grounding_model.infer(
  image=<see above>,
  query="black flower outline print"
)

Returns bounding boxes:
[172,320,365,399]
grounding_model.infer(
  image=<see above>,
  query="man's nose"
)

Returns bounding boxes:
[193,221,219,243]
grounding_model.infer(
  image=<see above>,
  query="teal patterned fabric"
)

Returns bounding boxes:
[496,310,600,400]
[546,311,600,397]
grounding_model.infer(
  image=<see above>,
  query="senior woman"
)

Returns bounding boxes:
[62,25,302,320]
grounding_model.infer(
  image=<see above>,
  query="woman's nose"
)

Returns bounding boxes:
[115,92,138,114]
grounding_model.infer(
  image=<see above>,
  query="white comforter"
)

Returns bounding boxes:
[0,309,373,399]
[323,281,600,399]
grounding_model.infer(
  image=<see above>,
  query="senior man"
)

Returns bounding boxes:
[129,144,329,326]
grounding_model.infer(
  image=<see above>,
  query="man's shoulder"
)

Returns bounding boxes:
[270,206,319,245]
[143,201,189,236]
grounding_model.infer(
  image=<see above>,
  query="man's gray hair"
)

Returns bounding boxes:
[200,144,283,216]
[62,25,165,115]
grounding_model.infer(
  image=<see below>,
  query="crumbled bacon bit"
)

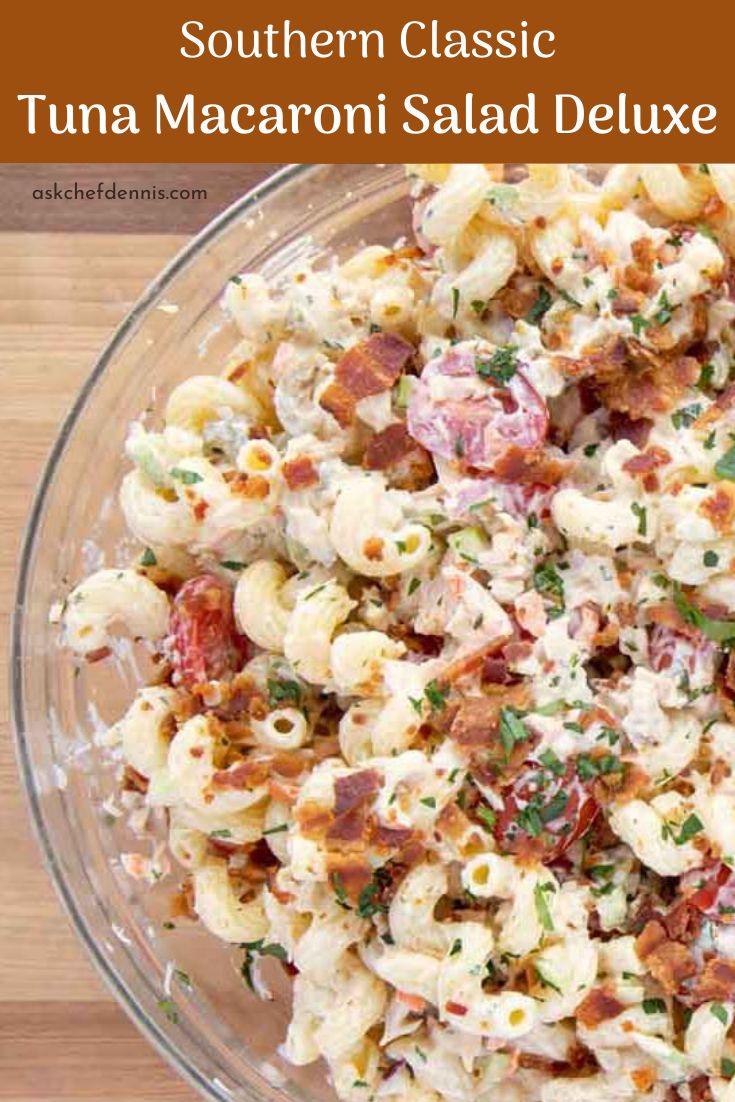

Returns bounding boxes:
[320,333,413,429]
[363,421,434,490]
[370,820,413,850]
[122,765,148,792]
[281,455,318,489]
[623,445,671,475]
[334,769,380,815]
[574,987,625,1029]
[691,957,735,1003]
[636,920,696,994]
[84,647,112,665]
[630,1068,658,1094]
[212,758,270,790]
[363,536,382,562]
[494,444,572,486]
[699,483,735,533]
[229,473,270,501]
[169,876,197,921]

* **What to do**
Express all of the records above as a JSON list of strings, with one string per line. Omit blank lines and leave the pictures out.

* **Solution to this exercise**
[
  "grounding_model.infer(",
  "  image=<see above>,",
  "  query=\"black flower outline print\"",
  ")",
  "Returns bounding boxes:",
  "[172,320,365,399]",
  "grounding_model.infer(",
  "  image=<see above>,",
  "  query=\"man's nose\"",
  ")",
  "Returns bounding boxes:",
  "[193,221,219,243]",
  "grounding_model.infer(",
  "  image=<see above>,",
  "  query=\"teal patterned fabric\"",
  ")",
  "Returns bounding boxes:",
  "[496,310,600,400]",
  "[546,311,600,397]",
  "grounding_model.infer(",
  "  image=<see above>,",
  "  query=\"senior woman\"",
  ")",
  "Returns bounding boxes:",
  "[62,25,302,320]",
  "grounding_model.infer(",
  "  image=<see above>,",
  "  query=\"woman's nose\"",
  ")",
  "Returns bounding boxes:",
  "[115,92,138,114]",
  "grounding_model.infer(",
  "  image=<see above>,",
  "  query=\"white comforter\"",
  ")",
  "Returns bounding boxes:",
  "[0,309,373,399]",
  "[323,281,600,399]",
  "grounding_model.infer(",
  "  image=<see above>,",
  "  query=\"senior man\"",
  ")",
  "Returns bounding boxes:",
  "[129,144,329,326]",
  "grounding_model.infer(",
  "  image=<see above>,",
  "  query=\"man's shoulder\"",
  ")",
  "Returns bounding boxes:",
  "[270,206,319,245]",
  "[143,201,189,236]",
  "grounding_model.infer(",
  "  image=<see above>,",
  "  query=\"man's gray hair\"",
  ")",
  "Returns bounding boxes:",
  "[200,144,283,216]",
  "[62,25,165,115]",
  "grounding_model.infer(",
  "  image=<see below>,",
  "  query=\"crumbled bacon bit\"",
  ")",
  "Returns bounding boxes:",
  "[320,333,413,429]",
  "[363,421,434,490]",
  "[370,820,413,850]",
  "[122,765,148,792]",
  "[281,455,318,489]",
  "[623,445,671,475]",
  "[334,769,380,815]",
  "[574,987,625,1029]",
  "[691,957,735,1003]",
  "[636,920,696,994]",
  "[84,647,112,665]",
  "[630,1068,658,1094]",
  "[212,758,270,790]",
  "[363,536,382,562]",
  "[494,444,572,486]",
  "[699,483,735,533]",
  "[229,473,270,501]",
  "[169,876,197,921]"
]